Direction — Quote each of the following records verbatim, reproducing every line without alteration.

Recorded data
▼

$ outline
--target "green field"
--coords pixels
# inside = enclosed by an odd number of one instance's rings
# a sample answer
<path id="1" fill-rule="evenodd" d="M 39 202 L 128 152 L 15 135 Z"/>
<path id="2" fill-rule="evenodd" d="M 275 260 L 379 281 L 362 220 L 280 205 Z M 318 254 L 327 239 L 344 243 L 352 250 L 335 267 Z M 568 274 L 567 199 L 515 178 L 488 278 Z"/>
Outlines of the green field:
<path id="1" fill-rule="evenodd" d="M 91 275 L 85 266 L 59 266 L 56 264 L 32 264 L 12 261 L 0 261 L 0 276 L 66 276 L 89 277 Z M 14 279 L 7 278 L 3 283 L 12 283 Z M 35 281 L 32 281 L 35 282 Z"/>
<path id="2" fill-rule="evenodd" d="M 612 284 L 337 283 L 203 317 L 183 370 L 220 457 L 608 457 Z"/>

▲

Full answer —
$ outline
--target "green field"
--coords pixels
# inside = enclosed by an odd number of one instance's rings
# a sample answer
<path id="1" fill-rule="evenodd" d="M 39 202 L 128 152 L 15 135 Z"/>
<path id="2" fill-rule="evenodd" d="M 275 260 L 379 281 L 362 220 L 280 205 Z M 318 254 L 327 239 L 344 243 L 352 250 L 335 267 Z M 568 274 L 567 199 L 515 178 L 488 278 Z"/>
Outlines of the green field:
<path id="1" fill-rule="evenodd" d="M 91 275 L 85 266 L 59 266 L 56 264 L 32 264 L 12 261 L 0 261 L 0 276 L 66 276 L 89 277 Z M 14 279 L 7 278 L 3 283 L 12 283 Z M 35 281 L 32 281 L 35 282 Z"/>
<path id="2" fill-rule="evenodd" d="M 612 284 L 337 283 L 203 317 L 183 370 L 220 457 L 608 457 Z"/>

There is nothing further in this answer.